╭─ DATA SHOWN

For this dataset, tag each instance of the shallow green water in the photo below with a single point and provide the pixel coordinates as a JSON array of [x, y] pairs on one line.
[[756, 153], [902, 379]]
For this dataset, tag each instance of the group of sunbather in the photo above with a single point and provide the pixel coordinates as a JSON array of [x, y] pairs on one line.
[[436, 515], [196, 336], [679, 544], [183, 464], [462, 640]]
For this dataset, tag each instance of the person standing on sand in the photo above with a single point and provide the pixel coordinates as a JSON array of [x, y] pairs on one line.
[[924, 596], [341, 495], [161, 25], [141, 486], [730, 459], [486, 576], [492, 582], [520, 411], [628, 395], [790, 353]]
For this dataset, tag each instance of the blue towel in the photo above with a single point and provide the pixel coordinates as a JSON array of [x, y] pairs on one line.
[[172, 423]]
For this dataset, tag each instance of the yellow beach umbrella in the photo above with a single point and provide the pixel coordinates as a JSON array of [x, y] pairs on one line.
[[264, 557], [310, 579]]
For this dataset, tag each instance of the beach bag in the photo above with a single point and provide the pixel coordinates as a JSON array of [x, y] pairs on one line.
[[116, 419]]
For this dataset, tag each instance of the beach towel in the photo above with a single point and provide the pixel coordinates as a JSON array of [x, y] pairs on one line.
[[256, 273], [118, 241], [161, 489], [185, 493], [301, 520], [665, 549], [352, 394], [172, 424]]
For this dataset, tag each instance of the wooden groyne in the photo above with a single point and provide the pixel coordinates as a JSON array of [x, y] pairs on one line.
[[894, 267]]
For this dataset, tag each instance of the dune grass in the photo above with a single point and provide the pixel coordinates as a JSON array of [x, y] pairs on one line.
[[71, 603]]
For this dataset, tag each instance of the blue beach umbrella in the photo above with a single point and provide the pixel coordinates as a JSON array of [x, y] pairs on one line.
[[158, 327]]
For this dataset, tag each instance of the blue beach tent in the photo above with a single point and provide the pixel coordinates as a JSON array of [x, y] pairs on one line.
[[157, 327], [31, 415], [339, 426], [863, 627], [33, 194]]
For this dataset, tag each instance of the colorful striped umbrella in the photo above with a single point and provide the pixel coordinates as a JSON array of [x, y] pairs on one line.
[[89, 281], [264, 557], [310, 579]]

╰─

* [PROBLEM] Rewrite everything from the line containing "For this dataset, tag each instance of the blue beach umbrella" down to the end of the entries, keeping the requests as they are. Shift every coordinate in the answers by adding 149 to it.

* [RESULT OF THE TASK]
For this dataset, tag each instance of the blue beach umbrella in the photo above with a single point and provide the pixel coordinates as a JSON array of [x, y] pairs on one line.
[[307, 476]]
For this dataset, tag each instance of the blue beach tent in the photo above with a single point and provide the pixel coordinates as a JSON array of [x, y] pairs on one line.
[[306, 476], [180, 564], [488, 575], [1012, 776], [182, 343]]
For this dataset, tag each instance of the colorful striped umbrella in the photo above with a single point and provide the pixel coordinates as a JSON array of [x, y] pairs on one line.
[[238, 430], [413, 706], [459, 728]]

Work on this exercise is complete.